Consegna A
Nei record più sotto, ricopia alla lettera le righe a partire da quella che contiene "Given the photo above, tell me whether any green" fino all'ultima riga dei record, incluse entrambe.

Estratto del documento
'''
La Stampa 24.5.18
Sferzò il sogno americano
Il Nobel non se ne accorse
di Paolo Bertinetti
A
Philip Roth, morto ieri all’età di 85 anni, il Premio Nobel avrebbero
dovuto darlo almeno venti anni fa, dopo l’assegnazione dal Premio
Pulitzer per Pastorale americana: un capolavoro assoluto, un romanzo che
offre un ritratto acutissimo e amaro della società americana, dagli
anni del dopoguerra fino a quelli del Vietnam, dalle illusioni e dalle
follie della giovane generazione anti-sistema alle illusioni e alle
sconfitte di quella uscita dalla guerra. Una generazione che spronata
dal clima di esaltazione collettiva che si affermò dopo la fine del
conflitto (e dei sacrifici) si lanciò con convinzione ed entusiasmo
nella costruzione di un’America più ricca e più grande che mai; e che
dopo, come nel caso del suo protagonista, si ritrovò a dover nascondere i
fallimenti dietro la facciata del benessere. È in questo romanzo che
Roth ha raggiunto il vertice della sua produzione letteraria.
'''
Righe dei record
'''
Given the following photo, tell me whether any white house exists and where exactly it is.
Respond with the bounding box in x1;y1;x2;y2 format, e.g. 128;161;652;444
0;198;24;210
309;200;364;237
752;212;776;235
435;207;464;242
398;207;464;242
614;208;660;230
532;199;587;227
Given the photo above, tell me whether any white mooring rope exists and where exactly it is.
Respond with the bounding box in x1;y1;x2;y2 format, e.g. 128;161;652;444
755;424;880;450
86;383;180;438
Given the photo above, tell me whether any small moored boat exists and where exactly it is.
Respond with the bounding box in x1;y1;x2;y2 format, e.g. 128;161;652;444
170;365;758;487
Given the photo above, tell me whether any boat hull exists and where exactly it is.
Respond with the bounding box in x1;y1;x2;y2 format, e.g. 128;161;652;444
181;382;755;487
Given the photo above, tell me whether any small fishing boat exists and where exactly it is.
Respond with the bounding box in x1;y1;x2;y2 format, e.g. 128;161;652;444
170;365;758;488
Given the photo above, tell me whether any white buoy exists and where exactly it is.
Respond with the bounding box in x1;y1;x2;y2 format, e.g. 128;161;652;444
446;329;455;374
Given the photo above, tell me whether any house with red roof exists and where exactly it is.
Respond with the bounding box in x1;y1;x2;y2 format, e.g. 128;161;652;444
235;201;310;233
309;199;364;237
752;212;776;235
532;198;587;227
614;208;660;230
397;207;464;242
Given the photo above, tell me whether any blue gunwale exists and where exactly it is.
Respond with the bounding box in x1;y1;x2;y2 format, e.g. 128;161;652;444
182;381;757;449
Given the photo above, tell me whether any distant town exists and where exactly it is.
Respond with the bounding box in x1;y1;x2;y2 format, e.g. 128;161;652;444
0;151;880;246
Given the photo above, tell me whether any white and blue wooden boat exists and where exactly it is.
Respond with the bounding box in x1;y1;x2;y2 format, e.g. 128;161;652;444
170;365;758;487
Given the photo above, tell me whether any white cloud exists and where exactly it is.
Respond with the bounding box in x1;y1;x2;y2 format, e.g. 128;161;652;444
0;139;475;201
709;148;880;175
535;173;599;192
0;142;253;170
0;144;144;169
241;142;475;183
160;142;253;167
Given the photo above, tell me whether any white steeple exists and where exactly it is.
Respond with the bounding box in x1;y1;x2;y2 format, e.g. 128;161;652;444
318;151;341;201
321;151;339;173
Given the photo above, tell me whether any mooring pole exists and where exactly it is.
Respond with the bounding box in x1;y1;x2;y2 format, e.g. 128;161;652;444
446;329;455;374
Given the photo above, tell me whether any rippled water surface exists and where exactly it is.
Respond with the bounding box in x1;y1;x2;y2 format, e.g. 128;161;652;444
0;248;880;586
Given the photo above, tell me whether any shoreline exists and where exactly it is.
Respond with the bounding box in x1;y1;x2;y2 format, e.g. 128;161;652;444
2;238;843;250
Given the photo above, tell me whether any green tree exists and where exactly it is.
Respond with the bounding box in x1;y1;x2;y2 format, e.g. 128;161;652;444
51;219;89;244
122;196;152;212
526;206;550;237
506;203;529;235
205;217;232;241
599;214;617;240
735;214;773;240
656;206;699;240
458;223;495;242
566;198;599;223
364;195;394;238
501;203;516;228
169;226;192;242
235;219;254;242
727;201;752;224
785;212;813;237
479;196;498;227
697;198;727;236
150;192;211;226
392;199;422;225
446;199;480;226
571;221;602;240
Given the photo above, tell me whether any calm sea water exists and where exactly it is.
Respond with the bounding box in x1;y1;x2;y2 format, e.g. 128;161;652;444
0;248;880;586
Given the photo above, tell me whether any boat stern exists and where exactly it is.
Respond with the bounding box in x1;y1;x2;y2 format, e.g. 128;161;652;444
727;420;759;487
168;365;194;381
'''
Consegna B
Secondo l'articolo su Philip Roth, per quale romanzo gli fu assegnato il Premio Pulitzer?

Risultato completo A
Given the photo above, tell me whether any green tree exists and where exactly it is.
Respond with the bounding box in x1;y1;x2;y2 format, e.g. 128;161;652;444
51;219;89;244
122;196;152;212
526;206;550;237
506;203;529;235
205;217;232;241
599;214;617;240
735;214;773;240
656;206;699;240
458;223;495;242
566;198;599;223
364;195;394;238
501;203;516;228
169;226;192;242
235;219;254;242
727;201;752;224
785;212;813;237
479;196;498;227
697;198;727;236
150;192;211;226
392;199;422;225
446;199;480;226
571;221;602;240
Given the photo above, tell me whether any calm sea water exists and where exactly it is.
Respond with the bounding box in x1;y1;x2;y2 format, e.g. 128;161;652;444
0;248;880;586
Given the photo above, tell me whether any boat stern exists and where exactly it is.
Respond with the bounding box in x1;y1;x2;y2 format, e.g. 128;161;652;444
727;420;759;487
168;365;194;381

Risultato completo B
Pastorale americana.